EXERCISE: Please write out the material below exactly as given.

Object position labeling entries:
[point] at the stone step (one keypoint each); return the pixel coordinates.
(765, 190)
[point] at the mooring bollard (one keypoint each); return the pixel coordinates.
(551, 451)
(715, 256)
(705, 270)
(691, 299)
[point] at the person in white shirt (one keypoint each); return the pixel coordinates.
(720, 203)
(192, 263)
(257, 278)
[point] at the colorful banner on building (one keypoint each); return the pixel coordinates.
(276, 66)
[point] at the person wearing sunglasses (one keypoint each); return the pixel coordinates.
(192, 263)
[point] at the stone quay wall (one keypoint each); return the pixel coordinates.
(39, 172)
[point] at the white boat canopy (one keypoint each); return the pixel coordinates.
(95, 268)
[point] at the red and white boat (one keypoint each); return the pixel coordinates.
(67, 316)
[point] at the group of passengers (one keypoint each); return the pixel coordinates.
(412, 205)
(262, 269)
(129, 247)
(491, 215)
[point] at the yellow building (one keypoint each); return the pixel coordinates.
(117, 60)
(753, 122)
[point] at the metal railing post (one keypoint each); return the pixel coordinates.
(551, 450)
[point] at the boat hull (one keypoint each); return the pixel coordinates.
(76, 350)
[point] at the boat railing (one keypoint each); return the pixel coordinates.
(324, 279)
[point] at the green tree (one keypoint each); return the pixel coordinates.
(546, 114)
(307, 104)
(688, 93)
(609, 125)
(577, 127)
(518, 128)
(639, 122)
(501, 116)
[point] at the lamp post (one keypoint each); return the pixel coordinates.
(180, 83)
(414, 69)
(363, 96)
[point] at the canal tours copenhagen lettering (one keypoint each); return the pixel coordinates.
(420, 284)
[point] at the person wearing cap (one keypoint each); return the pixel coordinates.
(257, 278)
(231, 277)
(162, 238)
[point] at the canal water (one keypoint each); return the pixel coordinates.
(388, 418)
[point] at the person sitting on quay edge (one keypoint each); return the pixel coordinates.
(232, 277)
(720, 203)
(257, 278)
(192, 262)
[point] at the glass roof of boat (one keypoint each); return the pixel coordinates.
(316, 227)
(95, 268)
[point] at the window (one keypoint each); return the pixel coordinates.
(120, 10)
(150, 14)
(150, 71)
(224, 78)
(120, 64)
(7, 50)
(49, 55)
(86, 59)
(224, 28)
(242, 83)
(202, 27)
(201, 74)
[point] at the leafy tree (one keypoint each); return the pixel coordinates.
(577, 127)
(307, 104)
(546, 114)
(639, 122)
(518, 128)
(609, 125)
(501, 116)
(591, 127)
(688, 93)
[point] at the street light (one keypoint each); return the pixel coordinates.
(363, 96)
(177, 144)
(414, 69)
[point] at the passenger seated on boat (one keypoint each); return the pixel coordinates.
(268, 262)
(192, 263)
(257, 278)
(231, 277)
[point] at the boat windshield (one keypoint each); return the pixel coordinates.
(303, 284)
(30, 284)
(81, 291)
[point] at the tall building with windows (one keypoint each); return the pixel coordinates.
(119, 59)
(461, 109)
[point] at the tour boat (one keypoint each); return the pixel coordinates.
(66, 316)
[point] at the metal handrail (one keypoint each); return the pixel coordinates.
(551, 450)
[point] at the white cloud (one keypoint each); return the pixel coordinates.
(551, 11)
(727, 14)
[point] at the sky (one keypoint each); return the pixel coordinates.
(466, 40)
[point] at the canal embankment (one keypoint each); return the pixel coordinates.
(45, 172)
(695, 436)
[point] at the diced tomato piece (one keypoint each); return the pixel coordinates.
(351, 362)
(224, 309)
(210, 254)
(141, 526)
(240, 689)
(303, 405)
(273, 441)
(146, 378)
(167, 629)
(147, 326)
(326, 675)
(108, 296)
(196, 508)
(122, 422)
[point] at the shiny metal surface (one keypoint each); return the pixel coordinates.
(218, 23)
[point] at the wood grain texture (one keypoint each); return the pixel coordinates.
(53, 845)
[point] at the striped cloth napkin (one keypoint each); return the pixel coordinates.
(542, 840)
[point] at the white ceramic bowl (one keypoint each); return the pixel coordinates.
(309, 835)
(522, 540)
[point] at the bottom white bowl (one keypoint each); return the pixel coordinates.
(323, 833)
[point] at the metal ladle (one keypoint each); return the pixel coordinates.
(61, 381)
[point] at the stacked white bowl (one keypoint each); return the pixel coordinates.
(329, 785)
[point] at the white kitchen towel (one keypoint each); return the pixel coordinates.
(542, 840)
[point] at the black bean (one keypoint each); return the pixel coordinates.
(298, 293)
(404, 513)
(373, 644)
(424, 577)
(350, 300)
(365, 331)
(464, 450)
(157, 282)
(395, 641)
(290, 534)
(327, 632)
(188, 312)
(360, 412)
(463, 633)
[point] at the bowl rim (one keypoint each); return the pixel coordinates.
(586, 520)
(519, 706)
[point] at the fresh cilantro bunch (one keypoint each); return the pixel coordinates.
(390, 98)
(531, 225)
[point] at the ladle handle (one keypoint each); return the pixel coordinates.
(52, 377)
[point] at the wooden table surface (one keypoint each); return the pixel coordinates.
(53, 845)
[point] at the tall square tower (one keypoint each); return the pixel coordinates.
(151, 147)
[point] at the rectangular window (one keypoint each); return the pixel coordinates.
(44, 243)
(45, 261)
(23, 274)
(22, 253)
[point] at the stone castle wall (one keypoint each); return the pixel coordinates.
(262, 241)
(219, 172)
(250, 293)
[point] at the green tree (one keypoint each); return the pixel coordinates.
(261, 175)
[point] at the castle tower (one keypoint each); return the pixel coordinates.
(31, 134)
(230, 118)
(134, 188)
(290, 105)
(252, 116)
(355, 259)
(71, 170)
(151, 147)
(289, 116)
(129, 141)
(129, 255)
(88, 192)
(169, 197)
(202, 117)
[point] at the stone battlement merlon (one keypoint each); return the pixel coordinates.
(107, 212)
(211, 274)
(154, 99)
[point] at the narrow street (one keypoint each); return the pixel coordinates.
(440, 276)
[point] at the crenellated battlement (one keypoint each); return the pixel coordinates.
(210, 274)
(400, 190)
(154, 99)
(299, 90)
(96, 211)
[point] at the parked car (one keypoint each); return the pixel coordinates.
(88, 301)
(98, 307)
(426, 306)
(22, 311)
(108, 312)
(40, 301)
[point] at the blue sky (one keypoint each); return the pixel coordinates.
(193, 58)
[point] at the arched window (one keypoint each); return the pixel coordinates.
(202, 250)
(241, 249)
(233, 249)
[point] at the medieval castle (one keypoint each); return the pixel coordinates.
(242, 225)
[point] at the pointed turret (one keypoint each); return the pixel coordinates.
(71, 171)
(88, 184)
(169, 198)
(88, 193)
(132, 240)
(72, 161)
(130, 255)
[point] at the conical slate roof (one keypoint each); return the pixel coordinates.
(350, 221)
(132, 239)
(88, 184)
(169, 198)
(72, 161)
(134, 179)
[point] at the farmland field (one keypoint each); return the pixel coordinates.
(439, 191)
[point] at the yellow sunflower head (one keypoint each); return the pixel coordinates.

FULL RESPONSE:
[point] at the stone step (one keypoint each); return the pixel coordinates.
(765, 190)
[point] at the mooring bollard (one keypoint each); return the pixel coordinates.
(551, 451)
(715, 256)
(705, 270)
(691, 299)
[point] at the person in white shirt (one keypoint each); return the pixel coordinates.
(720, 203)
(192, 263)
(257, 278)
[point] at the colorful banner on building (one keypoint each); return the pixel coordinates.
(276, 66)
[point] at the person wearing sunglasses (one keypoint each); return the pixel coordinates.
(192, 263)
[point] at the stone quay wall (one keypoint each); return the pixel coordinates.
(39, 172)
[point] at the white boat canopy (one keypoint each); return the pixel coordinates.
(95, 268)
[point] at the red and white boat (one keypoint each); return the pixel coordinates.
(67, 316)
[point] at the group of passengers (one keypoint each); return the pixel coordinates.
(412, 205)
(262, 269)
(129, 247)
(491, 215)
[point] at the yellow building (one keypoint each); return the pixel coordinates.
(117, 60)
(753, 122)
[point] at the metal railing post (one keypoint each); return the pixel coordinates.
(551, 450)
[point] at the boat hull (one keypoint each); return the pixel coordinates.
(76, 350)
[point] at the boat railing (one keypoint each); return the pixel coordinates.
(324, 279)
[point] at the green tree (one keypoint each); return the pixel coordinates.
(546, 114)
(307, 104)
(688, 93)
(609, 125)
(577, 127)
(518, 128)
(639, 122)
(501, 116)
[point] at the lamp post (one keypoint each); return the pixel coordinates.
(180, 83)
(414, 69)
(363, 96)
[point] at the canal tours copenhagen lettering (one keypoint each); return the pixel coordinates.
(420, 284)
[point] at the person wearing cap (one keypoint each); return the pixel coordinates.
(257, 278)
(231, 277)
(162, 238)
[point] at the canal water (one keypoint each); return the pixel coordinates.
(388, 418)
[point] at the person sitting on quay edge (one keypoint each); return the pixel coordinates.
(232, 277)
(720, 203)
(257, 278)
(192, 262)
[point] at the glass roof of boat (one keypoint each); return the pixel coordinates.
(316, 227)
(95, 268)
[point] at the window (one keypoint each); return the pixel coordinates.
(120, 10)
(150, 14)
(150, 71)
(224, 78)
(120, 64)
(7, 50)
(49, 55)
(86, 59)
(224, 28)
(242, 83)
(202, 27)
(201, 74)
[point] at the leafy tree (one keypoint each); return the pixel coordinates.
(577, 127)
(307, 104)
(546, 114)
(639, 122)
(518, 128)
(609, 125)
(501, 116)
(591, 127)
(688, 93)
[point] at the street light (one keypoint each); return the pixel coordinates.
(363, 96)
(177, 144)
(414, 69)
[point] at the passenger seated on boat (one keypoint each); return the pixel coordinates.
(268, 262)
(192, 263)
(257, 278)
(231, 277)
[point] at the boat windshield (one keypoint each); return the pixel coordinates.
(303, 284)
(30, 284)
(81, 291)
[point] at the tall building with windows (one keypoint each); return the pixel coordinates.
(119, 59)
(461, 109)
[point] at the tour boat (one keypoint each); return the pixel coordinates.
(66, 316)
[point] at the metal handrail (one keypoint each); return the pixel coordinates.
(551, 450)
[point] at the white cloud (one keypoint each); return the pixel coordinates.
(551, 11)
(727, 14)
[point] at the sky (one keypoint each); return the pixel coordinates.
(466, 40)
[point] at the canal embankment (one keypoint each); return the pixel coordinates.
(45, 172)
(695, 436)
[point] at the diced tomato piece (one keypoint each); return the pixel coordinates.
(351, 362)
(224, 309)
(210, 254)
(141, 526)
(240, 689)
(303, 405)
(273, 441)
(146, 378)
(167, 629)
(147, 326)
(326, 675)
(108, 296)
(196, 508)
(122, 422)
[point] at the shiny metal surface (one keypoint each); return the pixel coordinates.
(218, 23)
[point] at the wood grain texture (one keypoint each); return the pixel coordinates.
(53, 845)
[point] at the striped cloth napkin (one keypoint each); return the pixel coordinates.
(542, 840)
[point] at the white ceramic bowl (one keypoint each); return the pixel coordinates.
(309, 835)
(522, 540)
[point] at the bottom white bowl (one keypoint each); return the pixel coordinates.
(323, 833)
[point] at the metal ladle (one keypoint each); return the pixel coordinates.
(61, 381)
[point] at the stacked white bowl (one keypoint each); return the pixel coordinates.
(329, 785)
[point] at the white kitchen towel (one keypoint each); return the pixel coordinates.
(542, 840)
[point] at the black bean (one keypoint each); return the pixel coordinates.
(298, 293)
(404, 513)
(373, 644)
(424, 577)
(350, 300)
(365, 331)
(464, 450)
(157, 282)
(395, 641)
(290, 534)
(327, 632)
(188, 312)
(360, 412)
(463, 633)
[point] at the bowl rim (one keypoint each); return the pixel coordinates.
(586, 520)
(519, 706)
[point] at the fresh cilantro bunch (one keypoint each); return the pixel coordinates.
(390, 98)
(531, 225)
[point] at the ladle handle (one keypoint each); return the pixel coordinates.
(52, 377)
[point] at the wooden table surface (one keypoint each); return the pixel coordinates.
(53, 845)
[point] at the tall square tower (one keypoint each); return the pixel coordinates.
(151, 147)
[point] at the rectangular window (one keypoint each); return the pixel coordinates.
(44, 243)
(45, 261)
(23, 274)
(22, 253)
[point] at the stone castle wall (one keypoint each); return the pixel coordinates.
(262, 241)
(219, 172)
(250, 293)
[point] at the green tree (one keypoint each); return the pixel coordinates.
(261, 175)
[point] at the castle tower (one keypoint each); return the pixel coordinates.
(31, 134)
(230, 118)
(134, 188)
(290, 105)
(252, 116)
(355, 259)
(71, 170)
(151, 147)
(289, 116)
(129, 141)
(129, 255)
(88, 192)
(169, 197)
(202, 117)
[point] at the stone battlement merlon (one keypoint each); return the pixel coordinates.
(107, 212)
(211, 274)
(154, 99)
[point] at the narrow street (one keypoint each); return the pixel coordinates.
(440, 276)
[point] at the crenellated battlement (one keypoint each); return the pixel coordinates.
(210, 274)
(400, 190)
(154, 99)
(299, 90)
(96, 211)
[point] at the parked car (one keypoint each); return the pixel coordinates.
(88, 301)
(98, 307)
(426, 306)
(22, 311)
(108, 312)
(40, 301)
[point] at the blue sky (one keypoint each); return the pixel coordinates.
(193, 58)
[point] at the arched window (one keypoint each); return the pixel coordinates.
(202, 250)
(241, 249)
(233, 249)
[point] at the medieval castle (one keypoint each); return the pixel coordinates.
(242, 225)
[point] at the pointed turret (one keypoint each); return the pixel coordinates.
(71, 171)
(88, 184)
(169, 198)
(88, 193)
(132, 240)
(72, 161)
(130, 255)
[point] at the conical slate roof (one keypoint each); return the pixel coordinates.
(350, 221)
(132, 239)
(88, 184)
(169, 198)
(72, 161)
(134, 179)
[point] at the farmland field (one keypoint each); return the pixel coordinates.
(439, 191)
[point] at the yellow sunflower head (one keypoint each); return the pixel coordinates.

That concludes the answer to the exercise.